Stored data:
========================================
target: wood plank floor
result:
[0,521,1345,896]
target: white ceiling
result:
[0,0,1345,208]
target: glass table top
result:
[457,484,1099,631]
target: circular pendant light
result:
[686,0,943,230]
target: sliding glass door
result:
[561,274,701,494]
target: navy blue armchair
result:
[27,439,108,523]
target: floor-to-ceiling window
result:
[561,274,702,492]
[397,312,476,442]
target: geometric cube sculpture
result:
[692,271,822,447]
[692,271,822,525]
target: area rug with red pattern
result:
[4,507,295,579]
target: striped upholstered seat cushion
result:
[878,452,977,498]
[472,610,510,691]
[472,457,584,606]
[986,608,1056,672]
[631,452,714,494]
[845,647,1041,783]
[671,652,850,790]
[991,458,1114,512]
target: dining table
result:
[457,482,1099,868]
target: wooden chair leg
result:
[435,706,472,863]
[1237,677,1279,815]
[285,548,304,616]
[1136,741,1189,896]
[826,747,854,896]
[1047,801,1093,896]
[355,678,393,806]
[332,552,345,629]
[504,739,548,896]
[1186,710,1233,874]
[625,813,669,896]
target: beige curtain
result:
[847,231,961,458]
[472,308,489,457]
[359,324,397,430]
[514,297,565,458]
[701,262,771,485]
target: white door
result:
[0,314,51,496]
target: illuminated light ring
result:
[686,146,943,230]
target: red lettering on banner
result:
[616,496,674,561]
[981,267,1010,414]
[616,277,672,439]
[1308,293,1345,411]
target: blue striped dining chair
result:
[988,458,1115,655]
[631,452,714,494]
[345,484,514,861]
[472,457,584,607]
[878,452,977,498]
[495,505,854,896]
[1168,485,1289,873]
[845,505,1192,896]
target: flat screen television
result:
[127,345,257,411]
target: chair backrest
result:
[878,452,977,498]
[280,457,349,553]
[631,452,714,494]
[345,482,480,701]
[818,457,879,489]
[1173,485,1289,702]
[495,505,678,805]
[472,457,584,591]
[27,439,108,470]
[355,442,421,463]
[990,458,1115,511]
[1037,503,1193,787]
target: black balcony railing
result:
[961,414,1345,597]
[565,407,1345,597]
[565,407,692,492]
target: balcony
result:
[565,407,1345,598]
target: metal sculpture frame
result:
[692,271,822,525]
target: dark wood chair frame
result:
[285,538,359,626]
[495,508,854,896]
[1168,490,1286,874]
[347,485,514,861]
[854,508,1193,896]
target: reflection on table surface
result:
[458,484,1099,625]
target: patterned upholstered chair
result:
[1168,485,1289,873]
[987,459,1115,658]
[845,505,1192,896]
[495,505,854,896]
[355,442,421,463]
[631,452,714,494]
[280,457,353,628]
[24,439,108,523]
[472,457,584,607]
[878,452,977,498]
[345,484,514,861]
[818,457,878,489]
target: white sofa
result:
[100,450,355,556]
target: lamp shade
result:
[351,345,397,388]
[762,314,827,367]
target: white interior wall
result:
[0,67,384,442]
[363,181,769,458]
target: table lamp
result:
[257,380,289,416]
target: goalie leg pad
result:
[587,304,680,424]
========================================
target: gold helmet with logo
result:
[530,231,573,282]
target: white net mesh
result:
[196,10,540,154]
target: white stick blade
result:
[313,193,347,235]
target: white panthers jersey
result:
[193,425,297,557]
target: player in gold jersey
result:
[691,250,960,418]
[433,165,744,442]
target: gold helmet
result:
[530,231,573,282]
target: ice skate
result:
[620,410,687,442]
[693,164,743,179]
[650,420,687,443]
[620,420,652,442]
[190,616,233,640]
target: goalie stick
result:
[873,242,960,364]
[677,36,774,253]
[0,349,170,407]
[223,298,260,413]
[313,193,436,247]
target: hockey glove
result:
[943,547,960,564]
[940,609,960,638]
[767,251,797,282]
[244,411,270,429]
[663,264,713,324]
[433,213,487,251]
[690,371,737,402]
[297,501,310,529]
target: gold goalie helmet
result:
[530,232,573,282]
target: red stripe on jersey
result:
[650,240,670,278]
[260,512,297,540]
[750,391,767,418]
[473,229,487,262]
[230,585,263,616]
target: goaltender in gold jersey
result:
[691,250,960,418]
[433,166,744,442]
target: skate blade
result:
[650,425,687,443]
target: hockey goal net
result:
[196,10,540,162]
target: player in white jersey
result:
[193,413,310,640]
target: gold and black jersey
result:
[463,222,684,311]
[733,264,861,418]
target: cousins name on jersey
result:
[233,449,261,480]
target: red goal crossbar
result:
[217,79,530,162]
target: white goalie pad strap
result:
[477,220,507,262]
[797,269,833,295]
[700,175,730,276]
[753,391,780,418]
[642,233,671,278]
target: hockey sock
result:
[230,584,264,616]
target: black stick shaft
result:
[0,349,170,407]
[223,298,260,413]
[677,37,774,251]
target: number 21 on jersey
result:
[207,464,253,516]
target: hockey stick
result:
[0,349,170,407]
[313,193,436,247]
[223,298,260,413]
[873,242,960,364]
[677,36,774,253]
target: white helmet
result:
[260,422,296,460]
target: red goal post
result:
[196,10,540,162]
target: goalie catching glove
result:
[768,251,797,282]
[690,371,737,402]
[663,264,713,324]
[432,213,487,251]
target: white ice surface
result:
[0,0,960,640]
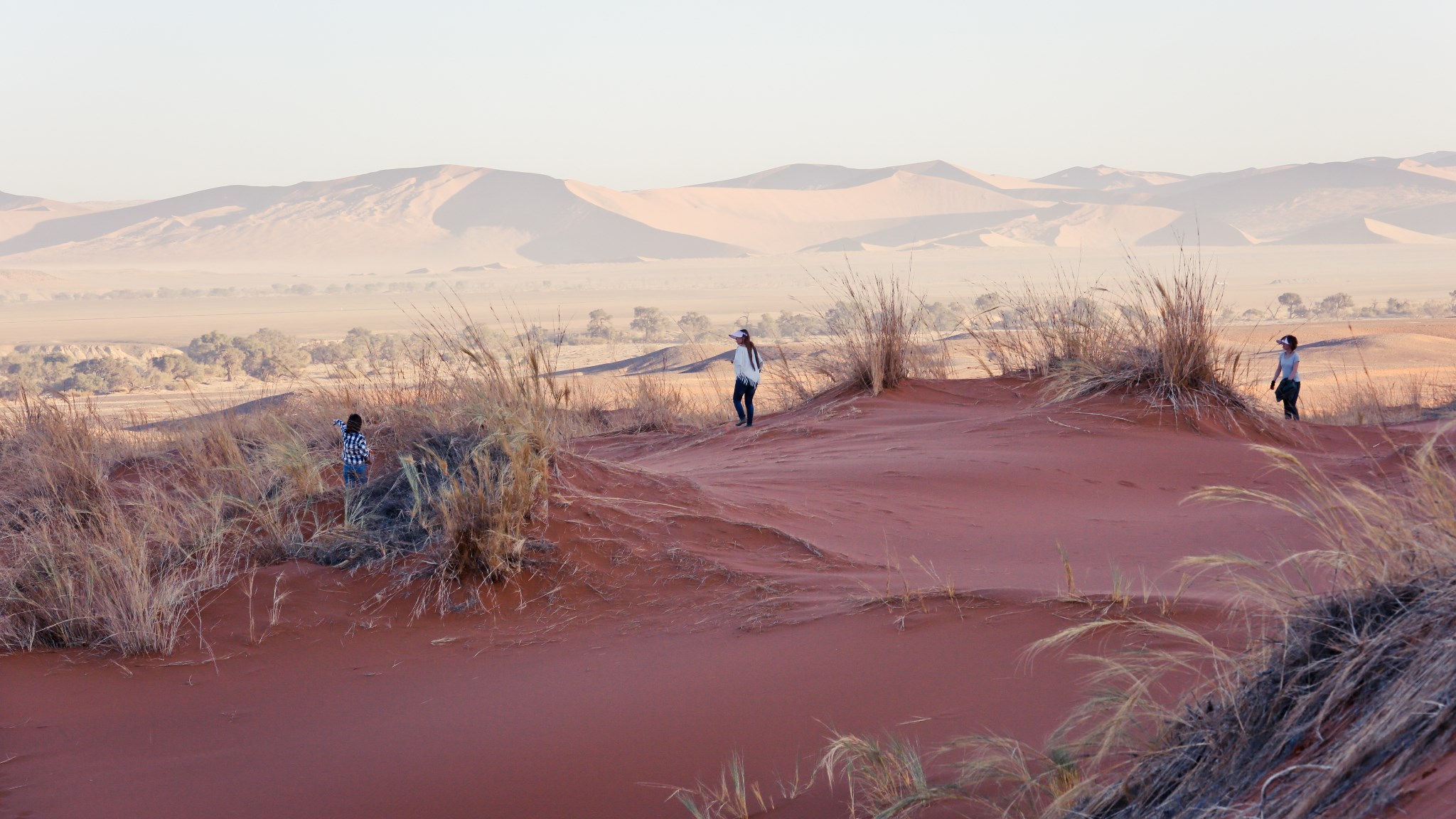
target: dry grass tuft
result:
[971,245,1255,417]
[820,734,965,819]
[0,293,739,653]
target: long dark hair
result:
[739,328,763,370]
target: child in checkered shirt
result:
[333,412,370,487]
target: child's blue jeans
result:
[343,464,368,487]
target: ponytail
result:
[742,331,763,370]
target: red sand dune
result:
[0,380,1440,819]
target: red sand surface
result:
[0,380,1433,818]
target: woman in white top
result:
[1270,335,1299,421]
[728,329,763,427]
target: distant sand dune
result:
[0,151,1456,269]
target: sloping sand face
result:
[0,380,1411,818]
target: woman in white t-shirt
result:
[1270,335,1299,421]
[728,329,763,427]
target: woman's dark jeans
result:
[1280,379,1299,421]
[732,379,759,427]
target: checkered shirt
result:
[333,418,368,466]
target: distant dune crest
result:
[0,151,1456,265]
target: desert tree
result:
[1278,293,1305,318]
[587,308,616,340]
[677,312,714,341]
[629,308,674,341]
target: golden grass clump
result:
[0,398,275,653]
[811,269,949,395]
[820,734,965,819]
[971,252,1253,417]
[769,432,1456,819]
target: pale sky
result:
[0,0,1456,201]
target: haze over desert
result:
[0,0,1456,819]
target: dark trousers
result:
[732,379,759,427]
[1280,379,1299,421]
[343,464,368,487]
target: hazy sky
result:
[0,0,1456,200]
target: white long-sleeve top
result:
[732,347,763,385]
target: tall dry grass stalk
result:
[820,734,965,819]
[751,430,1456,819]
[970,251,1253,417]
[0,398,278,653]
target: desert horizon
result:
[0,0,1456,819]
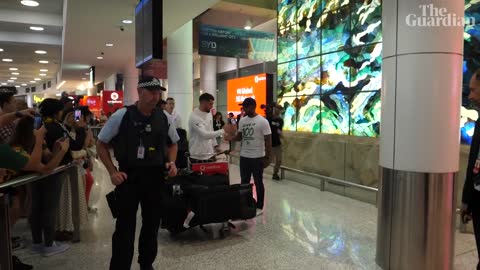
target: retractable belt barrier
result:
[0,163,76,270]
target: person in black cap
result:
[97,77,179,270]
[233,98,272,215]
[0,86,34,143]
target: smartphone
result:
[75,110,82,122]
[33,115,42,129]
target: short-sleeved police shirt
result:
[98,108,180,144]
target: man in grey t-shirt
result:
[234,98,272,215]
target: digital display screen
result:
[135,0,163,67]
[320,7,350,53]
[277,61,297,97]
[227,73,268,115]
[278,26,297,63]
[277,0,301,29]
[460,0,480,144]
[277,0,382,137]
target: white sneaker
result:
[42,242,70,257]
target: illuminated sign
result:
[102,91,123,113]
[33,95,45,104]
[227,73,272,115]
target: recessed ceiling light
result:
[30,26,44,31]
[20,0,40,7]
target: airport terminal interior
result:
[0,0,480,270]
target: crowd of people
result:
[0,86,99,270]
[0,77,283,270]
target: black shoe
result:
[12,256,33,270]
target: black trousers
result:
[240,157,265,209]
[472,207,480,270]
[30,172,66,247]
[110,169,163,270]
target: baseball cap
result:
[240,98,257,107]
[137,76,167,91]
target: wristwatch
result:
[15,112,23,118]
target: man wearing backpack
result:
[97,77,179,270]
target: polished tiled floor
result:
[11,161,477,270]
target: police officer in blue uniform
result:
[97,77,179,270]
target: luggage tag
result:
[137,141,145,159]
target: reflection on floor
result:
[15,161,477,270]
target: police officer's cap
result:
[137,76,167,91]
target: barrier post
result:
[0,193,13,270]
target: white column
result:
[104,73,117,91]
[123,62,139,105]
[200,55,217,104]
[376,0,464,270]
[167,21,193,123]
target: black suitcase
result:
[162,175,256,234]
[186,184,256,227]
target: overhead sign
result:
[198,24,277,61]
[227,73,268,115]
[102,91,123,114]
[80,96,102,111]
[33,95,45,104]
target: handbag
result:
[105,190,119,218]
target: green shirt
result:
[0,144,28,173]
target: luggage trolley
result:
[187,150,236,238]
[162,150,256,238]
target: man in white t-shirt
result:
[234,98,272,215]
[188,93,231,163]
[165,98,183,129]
========================================
• _Written exercise_: Please copy the items verbatim, from the line containing "target: white helmet" through the line containing "[0,151,1456,269]", both lines included. Omit any pictures from your copy.

• _Reply_:
target: white helmet
result:
[260,422,296,460]
target: red goal post
result:
[196,10,540,162]
target: goalie catching glove
result:
[768,251,797,282]
[690,371,737,402]
[663,264,713,324]
[432,213,487,251]
target: white ice surface
result:
[0,0,960,640]
target: dry grass tuft
result:
[971,245,1255,417]
[820,734,965,819]
[0,293,739,653]
target: long dark hair
result:
[739,328,763,370]
target: child in checkered shirt
result:
[333,412,370,487]
target: child's blue jeans
result:
[343,464,368,487]
target: ponytail
result:
[742,331,763,370]
target: red sand dune
result:
[0,380,1440,819]
target: red sand surface
result:
[0,380,1433,818]
target: woman in white top
result:
[1270,335,1299,421]
[728,329,763,427]
target: distant sand dune
result:
[0,151,1456,269]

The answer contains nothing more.